[Object location annotation data]

--- START ---

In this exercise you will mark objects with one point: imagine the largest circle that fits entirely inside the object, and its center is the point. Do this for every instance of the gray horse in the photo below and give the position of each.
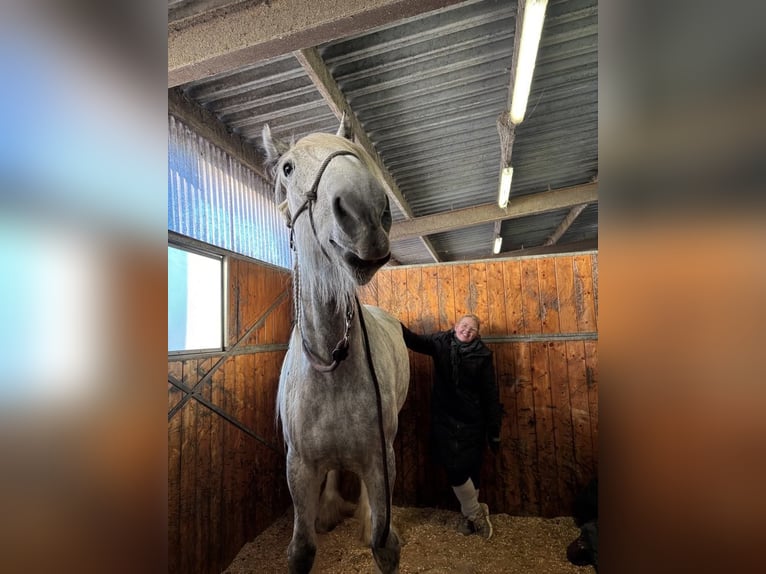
(346, 372)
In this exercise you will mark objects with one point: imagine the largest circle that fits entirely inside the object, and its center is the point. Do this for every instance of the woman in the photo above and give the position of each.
(465, 412)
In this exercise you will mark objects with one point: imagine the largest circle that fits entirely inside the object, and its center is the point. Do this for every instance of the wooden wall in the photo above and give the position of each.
(226, 464)
(226, 478)
(539, 318)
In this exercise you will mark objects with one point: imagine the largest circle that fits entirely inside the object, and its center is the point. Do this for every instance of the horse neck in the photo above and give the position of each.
(321, 313)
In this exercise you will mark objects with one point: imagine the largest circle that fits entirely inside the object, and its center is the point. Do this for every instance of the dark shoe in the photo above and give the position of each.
(465, 526)
(579, 553)
(481, 522)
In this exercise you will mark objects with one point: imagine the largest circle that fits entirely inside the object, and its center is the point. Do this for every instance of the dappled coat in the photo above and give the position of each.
(465, 404)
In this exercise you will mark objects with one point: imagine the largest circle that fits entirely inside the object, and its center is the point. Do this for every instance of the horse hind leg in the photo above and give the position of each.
(386, 552)
(304, 484)
(364, 515)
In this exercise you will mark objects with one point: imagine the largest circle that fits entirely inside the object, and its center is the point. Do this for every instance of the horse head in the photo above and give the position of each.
(333, 196)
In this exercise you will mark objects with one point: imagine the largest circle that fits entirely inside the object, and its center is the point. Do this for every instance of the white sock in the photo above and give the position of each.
(469, 498)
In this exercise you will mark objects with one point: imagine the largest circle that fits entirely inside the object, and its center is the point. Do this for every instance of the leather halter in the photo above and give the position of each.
(340, 351)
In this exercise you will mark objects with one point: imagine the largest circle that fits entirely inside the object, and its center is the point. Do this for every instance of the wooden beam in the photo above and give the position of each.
(247, 32)
(317, 70)
(575, 247)
(565, 224)
(206, 124)
(517, 207)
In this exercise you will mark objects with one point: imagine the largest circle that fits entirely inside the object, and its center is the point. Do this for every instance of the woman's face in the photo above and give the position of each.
(466, 330)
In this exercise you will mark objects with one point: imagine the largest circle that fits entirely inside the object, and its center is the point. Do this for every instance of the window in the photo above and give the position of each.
(195, 301)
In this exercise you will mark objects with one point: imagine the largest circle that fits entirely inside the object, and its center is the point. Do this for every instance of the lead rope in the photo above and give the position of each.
(379, 402)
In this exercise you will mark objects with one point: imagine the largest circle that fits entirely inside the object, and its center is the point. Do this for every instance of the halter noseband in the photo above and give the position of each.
(340, 351)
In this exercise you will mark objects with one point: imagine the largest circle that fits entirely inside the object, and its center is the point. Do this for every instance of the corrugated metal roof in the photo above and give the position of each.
(428, 91)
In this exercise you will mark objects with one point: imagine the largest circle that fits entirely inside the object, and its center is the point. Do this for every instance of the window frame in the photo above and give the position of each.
(205, 250)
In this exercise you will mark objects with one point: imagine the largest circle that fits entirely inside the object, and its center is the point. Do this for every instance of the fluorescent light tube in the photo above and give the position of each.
(531, 30)
(504, 192)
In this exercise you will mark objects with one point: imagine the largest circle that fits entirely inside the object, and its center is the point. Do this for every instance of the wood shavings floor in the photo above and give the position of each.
(430, 544)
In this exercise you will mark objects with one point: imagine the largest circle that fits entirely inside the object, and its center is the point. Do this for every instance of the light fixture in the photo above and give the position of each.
(532, 27)
(504, 192)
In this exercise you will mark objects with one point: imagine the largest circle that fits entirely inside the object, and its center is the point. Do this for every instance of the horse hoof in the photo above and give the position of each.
(300, 561)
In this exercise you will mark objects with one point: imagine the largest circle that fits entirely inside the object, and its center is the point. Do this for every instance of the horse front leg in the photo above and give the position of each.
(385, 549)
(331, 504)
(304, 482)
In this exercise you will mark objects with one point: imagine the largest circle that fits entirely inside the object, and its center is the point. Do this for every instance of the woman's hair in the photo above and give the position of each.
(474, 317)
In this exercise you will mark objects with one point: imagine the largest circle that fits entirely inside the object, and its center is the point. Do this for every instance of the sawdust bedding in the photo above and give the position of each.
(430, 544)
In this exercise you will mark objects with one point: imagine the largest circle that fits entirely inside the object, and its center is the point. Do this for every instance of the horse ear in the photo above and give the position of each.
(271, 147)
(344, 130)
(274, 150)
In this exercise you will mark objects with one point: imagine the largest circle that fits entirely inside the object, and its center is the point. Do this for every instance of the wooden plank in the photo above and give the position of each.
(564, 431)
(495, 321)
(509, 464)
(232, 321)
(398, 309)
(513, 295)
(578, 397)
(549, 298)
(446, 290)
(464, 295)
(398, 294)
(545, 430)
(411, 452)
(584, 301)
(591, 378)
(565, 286)
(225, 375)
(187, 488)
(530, 292)
(202, 470)
(422, 403)
(477, 283)
(429, 297)
(216, 479)
(529, 485)
(175, 430)
(385, 295)
(594, 274)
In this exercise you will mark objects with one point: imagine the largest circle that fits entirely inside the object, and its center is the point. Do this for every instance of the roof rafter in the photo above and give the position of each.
(517, 207)
(245, 32)
(207, 125)
(321, 76)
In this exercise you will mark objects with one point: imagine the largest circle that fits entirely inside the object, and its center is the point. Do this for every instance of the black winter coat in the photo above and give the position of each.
(465, 407)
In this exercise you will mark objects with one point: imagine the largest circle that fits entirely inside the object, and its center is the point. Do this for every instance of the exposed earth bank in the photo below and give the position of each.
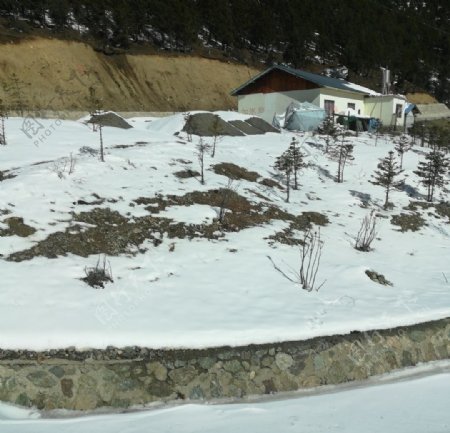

--- END ---

* **DESCRIPTION OF THE TASK**
Filter the material above down to the lines that contain the string "roof", and copy each of those lines. Treat uppercase and lowercase letters as different.

* **RESULT OF THIS EXERCISE**
In this exercise you will mark objects with one point: imagine the largest circle that fits entirely inside the object, and its center is the point. Do this for every instance of the corrugated metal roof in the photo above and give the position of each.
In this exercise you will mark objects with one point: imagine the largest circle that fits entirely inside the object, and its center is the point. Do this for every instance of the roof rafter in the photo above and give the position of each.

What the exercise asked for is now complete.